Items from a labeling collection:
____________________

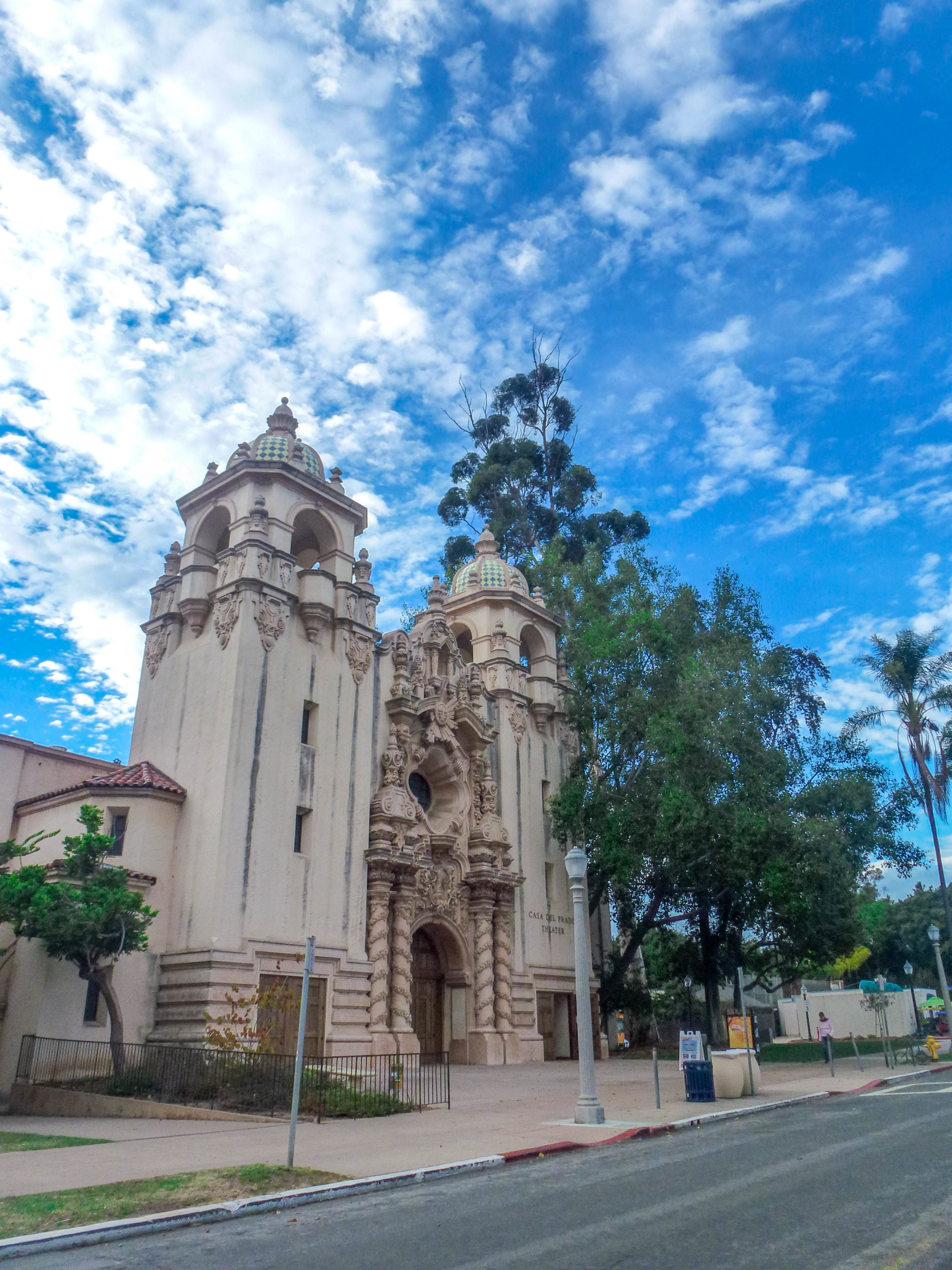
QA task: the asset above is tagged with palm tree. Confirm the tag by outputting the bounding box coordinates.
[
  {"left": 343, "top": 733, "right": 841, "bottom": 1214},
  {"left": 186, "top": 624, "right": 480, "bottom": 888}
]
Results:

____________________

Exercise aim
Count the lines in the items above that contain the string "left", treating uppercase and lowercase as different, and give only the number.

Written response
2